Supplied text:

· · · ·

BCA Universal Design Award winners showcase facilities for less mobile users
SINGAPORE — Wheelchair-friendly weight machines at the gymnasium, staggered platforms with handrails at the swimming pool, extensive braille indicators, step-free entrances to units and bathrooms.
SINGAPORE — Wheelchair-friendly weight machines at the gymnasium, staggered platforms with handrails at the swimming pool, extensive braille indicators, step-free entrances to units and bathrooms.
These are just some of the features that won serviced residence Ascott Orchard Singapore and Cairnhill Nine condominium the Universal Design (UD) Mark Platinum award, given out by the Building and Construction Authority (BCA).
Ascott Orchard Singapore, a 220-unit serviced residence that operates with a hotel licence, and Cairnhill Nine, a 268-unit condominium, make up the integrated development which sits atop a multi-storey carpark and the Al-Falah Mosque on Cairnhill Road.
It is the only project to win this top award out of the 30 awardees this year, the BCA said on Monday (May 15) during a viewing of two selected projects.
Introduced in 2012 by the BCA, the annual awards — which rate projects in increasing order of performance from Certified, Gold, Gold PLUS, to Platinum — give recognition to projects that incorporate user-friendly features to build an inclusive living environment.
Mr Andy Tan, 57, who has been on the wheelchair for the last three years and a former guest at Ascott Orchard Singapore, said that a gym with equipment for people on wheelchair is “an amazing idea”.

· · · ·

Provided material:
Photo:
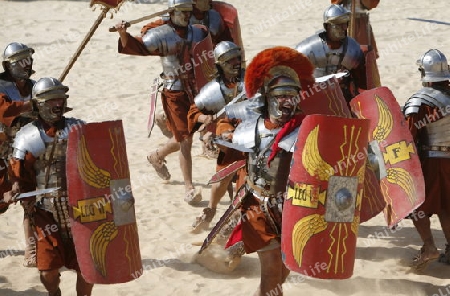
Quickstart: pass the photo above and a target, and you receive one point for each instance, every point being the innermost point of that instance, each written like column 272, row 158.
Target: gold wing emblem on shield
column 313, row 162
column 398, row 176
column 89, row 171
column 303, row 230
column 99, row 242
column 385, row 121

· · · ·

Exercise description:
According to the article on the BCA Universal Design awards, in what year did the BCA introduce the awards?

Output of the task:
2012